▶ [Task material]
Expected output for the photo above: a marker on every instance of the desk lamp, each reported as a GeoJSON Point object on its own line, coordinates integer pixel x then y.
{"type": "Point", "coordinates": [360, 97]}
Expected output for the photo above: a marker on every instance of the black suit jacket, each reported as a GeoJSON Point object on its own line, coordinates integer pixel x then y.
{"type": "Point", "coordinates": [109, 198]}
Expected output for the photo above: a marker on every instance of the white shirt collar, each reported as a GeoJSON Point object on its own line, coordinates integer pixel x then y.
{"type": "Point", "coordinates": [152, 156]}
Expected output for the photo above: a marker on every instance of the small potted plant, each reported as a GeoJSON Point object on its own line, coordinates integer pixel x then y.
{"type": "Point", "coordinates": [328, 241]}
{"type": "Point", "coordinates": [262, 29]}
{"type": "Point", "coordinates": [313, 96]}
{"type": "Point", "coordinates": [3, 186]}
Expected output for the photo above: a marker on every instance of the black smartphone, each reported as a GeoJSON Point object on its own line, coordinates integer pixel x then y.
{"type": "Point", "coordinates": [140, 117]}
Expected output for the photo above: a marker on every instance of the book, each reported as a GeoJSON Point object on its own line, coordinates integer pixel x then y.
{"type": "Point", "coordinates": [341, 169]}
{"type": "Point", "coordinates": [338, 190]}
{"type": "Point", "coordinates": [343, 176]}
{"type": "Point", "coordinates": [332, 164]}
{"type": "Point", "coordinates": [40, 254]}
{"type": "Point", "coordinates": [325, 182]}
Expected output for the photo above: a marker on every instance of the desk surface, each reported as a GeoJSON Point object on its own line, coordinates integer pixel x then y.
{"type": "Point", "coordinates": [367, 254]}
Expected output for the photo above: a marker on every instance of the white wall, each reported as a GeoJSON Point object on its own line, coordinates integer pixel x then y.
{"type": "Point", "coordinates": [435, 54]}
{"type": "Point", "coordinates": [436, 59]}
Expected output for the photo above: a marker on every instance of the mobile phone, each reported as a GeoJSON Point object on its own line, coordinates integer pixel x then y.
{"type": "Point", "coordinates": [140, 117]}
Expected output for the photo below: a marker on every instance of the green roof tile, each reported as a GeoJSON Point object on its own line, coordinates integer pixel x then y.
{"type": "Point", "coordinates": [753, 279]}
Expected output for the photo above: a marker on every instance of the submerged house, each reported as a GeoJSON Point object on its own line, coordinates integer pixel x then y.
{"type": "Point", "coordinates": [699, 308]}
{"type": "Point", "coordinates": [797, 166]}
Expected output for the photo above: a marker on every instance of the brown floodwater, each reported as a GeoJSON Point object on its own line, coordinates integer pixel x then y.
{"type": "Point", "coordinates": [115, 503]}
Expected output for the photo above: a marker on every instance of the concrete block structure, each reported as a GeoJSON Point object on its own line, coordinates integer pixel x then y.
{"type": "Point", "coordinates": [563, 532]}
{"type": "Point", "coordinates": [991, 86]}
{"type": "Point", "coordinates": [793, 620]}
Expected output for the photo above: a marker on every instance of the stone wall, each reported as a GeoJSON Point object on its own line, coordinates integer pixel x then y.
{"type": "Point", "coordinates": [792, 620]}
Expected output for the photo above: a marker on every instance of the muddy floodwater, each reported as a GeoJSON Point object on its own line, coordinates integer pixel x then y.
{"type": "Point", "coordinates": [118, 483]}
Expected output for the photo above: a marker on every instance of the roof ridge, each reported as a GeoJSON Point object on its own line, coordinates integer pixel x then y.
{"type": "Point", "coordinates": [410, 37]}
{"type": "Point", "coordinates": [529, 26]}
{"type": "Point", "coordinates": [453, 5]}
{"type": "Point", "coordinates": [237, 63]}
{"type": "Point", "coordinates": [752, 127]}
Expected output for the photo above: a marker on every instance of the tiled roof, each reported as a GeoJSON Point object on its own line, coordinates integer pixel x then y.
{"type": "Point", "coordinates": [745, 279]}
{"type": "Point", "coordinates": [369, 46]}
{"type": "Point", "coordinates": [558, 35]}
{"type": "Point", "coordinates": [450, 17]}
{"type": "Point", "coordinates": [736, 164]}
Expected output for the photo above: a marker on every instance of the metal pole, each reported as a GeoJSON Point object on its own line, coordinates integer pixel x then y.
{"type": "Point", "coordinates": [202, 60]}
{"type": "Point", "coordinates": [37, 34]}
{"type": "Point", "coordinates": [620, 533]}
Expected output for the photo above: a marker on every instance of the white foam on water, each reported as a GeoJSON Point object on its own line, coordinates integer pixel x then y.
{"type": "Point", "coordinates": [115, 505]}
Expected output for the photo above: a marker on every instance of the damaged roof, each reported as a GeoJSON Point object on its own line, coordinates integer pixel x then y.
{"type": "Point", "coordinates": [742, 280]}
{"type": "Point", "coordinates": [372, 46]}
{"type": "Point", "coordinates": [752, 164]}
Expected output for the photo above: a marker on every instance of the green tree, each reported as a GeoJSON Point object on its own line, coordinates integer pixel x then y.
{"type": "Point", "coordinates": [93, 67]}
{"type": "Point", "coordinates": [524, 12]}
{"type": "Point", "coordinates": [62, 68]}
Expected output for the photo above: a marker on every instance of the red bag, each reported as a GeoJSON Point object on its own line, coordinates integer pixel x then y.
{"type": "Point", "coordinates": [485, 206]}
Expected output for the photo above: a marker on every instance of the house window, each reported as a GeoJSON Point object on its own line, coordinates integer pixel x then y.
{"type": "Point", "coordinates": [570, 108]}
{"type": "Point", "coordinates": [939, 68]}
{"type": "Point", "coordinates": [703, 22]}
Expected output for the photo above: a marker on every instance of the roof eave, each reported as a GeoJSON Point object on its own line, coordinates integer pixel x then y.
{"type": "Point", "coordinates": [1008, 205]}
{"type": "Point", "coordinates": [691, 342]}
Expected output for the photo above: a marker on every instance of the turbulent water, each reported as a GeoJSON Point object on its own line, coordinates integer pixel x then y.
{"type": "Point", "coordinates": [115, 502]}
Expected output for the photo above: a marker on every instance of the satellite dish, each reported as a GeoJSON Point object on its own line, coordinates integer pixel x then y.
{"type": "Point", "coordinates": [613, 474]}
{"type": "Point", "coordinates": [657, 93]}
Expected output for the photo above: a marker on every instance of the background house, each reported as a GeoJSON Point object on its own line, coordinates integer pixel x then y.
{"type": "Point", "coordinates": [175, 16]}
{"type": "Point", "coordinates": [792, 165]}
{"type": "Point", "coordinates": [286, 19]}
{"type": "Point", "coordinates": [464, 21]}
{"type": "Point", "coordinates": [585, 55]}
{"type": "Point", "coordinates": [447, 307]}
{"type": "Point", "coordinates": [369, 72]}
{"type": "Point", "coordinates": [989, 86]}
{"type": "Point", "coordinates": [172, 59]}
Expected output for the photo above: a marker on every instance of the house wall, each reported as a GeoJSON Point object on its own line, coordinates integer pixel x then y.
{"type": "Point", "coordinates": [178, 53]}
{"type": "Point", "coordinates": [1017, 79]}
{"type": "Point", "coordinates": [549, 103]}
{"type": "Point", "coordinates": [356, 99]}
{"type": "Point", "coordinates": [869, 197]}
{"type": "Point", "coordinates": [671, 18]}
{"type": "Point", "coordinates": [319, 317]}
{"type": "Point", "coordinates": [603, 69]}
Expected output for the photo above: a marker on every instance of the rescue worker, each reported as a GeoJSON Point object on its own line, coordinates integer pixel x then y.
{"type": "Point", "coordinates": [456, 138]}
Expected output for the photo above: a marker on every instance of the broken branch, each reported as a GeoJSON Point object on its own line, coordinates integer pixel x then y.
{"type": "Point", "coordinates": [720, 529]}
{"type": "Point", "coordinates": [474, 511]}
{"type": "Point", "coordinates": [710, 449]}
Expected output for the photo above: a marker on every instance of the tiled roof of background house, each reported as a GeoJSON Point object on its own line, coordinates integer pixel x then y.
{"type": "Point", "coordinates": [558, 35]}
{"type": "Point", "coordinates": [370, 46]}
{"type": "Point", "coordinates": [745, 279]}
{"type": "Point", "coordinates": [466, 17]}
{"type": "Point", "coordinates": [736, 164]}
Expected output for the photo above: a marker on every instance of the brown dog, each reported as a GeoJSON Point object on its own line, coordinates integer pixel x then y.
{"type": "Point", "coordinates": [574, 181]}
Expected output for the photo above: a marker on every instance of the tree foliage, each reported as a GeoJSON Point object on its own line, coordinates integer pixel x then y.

▶ [Task item] Write out only those lines that fall between the one containing "tiled roof of" and the end of the entries, the first and last included, exactly as they read.

▶ [Exercise result]
Expected output for the photo above: a marker on every instance of the tiled roof of background house, each reported as a GeoJSON Point object on its own line, coordinates integer pixel x then y.
{"type": "Point", "coordinates": [558, 35]}
{"type": "Point", "coordinates": [370, 46]}
{"type": "Point", "coordinates": [745, 279]}
{"type": "Point", "coordinates": [466, 17]}
{"type": "Point", "coordinates": [736, 164]}
Expected output for the photo above: a marker on every instance of the brown dog, each reported as a GeoJSON Point object on its own line, coordinates integer pixel x then y.
{"type": "Point", "coordinates": [574, 181]}
Expected output for the photo above: a marker on every instance of the tree foliage, each reported as a GeoJSON Point object on its own line, coordinates integer pixel x then y.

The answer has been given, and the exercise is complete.